• WORK INSTRUCTIONS: The expected output is each line below containing "basket", copied in full.

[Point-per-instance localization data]
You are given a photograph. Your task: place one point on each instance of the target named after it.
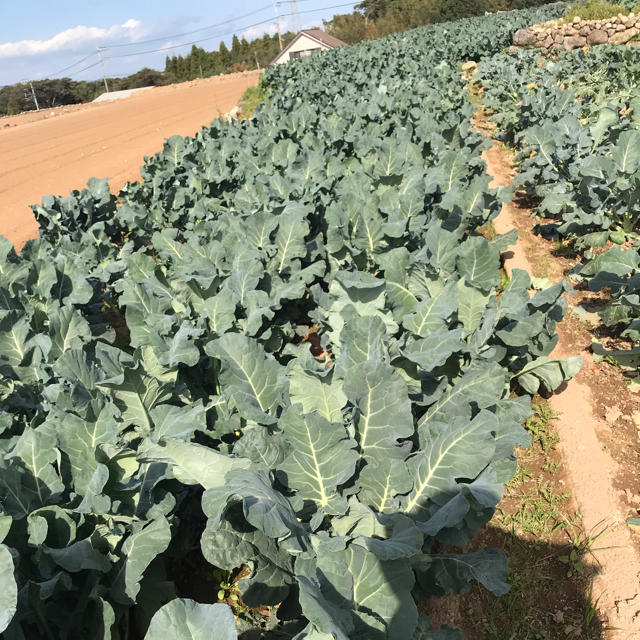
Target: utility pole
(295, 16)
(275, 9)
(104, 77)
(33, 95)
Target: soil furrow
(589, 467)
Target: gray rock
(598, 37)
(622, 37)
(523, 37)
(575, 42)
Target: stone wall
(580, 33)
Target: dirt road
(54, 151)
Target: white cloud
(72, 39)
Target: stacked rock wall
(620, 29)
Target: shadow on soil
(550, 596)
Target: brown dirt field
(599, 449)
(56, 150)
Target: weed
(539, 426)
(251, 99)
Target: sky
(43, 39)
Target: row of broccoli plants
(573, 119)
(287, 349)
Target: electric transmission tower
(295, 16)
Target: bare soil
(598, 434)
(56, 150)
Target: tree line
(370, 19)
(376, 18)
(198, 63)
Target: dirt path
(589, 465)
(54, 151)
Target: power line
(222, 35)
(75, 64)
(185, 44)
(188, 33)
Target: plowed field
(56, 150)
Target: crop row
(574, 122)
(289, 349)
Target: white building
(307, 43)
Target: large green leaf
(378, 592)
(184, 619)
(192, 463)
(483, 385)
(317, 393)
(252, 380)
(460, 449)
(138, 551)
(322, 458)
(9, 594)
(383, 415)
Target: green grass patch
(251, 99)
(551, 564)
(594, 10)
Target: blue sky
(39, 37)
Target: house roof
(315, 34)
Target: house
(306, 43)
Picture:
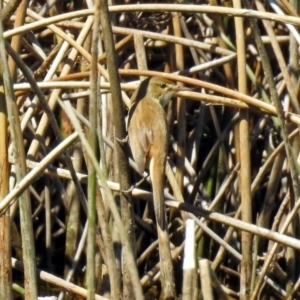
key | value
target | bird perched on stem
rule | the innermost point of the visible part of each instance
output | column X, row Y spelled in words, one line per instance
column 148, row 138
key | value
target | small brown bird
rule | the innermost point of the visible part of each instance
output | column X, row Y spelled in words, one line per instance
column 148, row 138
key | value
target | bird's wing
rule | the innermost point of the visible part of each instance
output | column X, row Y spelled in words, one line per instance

...

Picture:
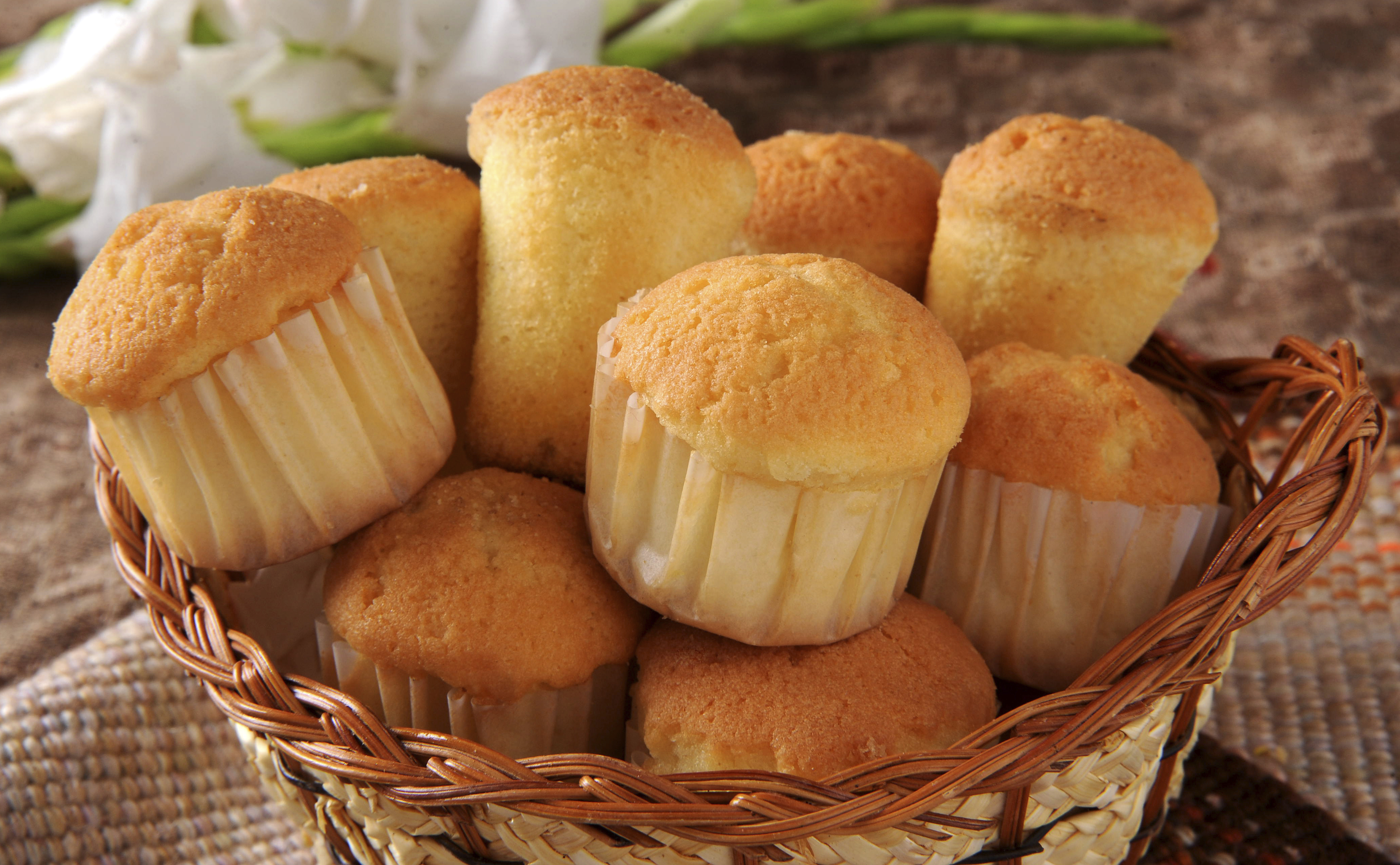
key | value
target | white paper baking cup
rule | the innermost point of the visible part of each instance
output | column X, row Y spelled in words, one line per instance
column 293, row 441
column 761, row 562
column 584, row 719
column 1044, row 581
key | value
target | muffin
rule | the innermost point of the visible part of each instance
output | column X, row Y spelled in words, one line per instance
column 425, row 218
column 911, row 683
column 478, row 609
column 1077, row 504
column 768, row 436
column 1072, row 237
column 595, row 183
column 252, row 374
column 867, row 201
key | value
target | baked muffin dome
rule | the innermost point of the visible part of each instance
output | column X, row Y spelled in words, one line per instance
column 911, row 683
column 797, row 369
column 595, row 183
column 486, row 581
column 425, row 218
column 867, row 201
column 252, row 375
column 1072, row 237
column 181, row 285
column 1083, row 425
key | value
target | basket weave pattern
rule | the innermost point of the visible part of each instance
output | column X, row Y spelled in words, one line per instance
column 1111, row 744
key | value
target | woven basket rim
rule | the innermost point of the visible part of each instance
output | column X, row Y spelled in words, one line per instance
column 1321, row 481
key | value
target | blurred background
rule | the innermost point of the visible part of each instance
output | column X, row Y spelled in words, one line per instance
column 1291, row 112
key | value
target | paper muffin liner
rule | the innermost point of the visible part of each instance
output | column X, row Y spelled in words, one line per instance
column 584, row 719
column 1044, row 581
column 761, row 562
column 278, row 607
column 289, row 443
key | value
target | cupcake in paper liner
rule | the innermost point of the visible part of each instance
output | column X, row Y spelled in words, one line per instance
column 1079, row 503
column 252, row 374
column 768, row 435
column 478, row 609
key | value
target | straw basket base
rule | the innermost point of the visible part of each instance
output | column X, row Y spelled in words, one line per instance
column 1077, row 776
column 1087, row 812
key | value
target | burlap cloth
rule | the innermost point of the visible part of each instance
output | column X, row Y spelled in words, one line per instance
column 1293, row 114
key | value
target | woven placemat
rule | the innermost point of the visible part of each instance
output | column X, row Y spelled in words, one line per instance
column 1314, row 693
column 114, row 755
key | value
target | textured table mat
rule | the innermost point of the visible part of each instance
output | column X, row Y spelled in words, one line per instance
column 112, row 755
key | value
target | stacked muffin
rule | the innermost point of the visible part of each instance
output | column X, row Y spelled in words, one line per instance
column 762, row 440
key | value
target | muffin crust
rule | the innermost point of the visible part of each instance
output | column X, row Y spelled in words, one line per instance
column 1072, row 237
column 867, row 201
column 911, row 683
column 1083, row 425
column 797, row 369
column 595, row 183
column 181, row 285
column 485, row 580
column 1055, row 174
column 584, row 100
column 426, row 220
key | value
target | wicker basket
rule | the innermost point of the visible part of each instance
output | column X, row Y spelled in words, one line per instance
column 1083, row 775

• COMPLETED TASK:
target | basket weave pattern
target | woven basket rim
target | straw basket base
target | wicker basket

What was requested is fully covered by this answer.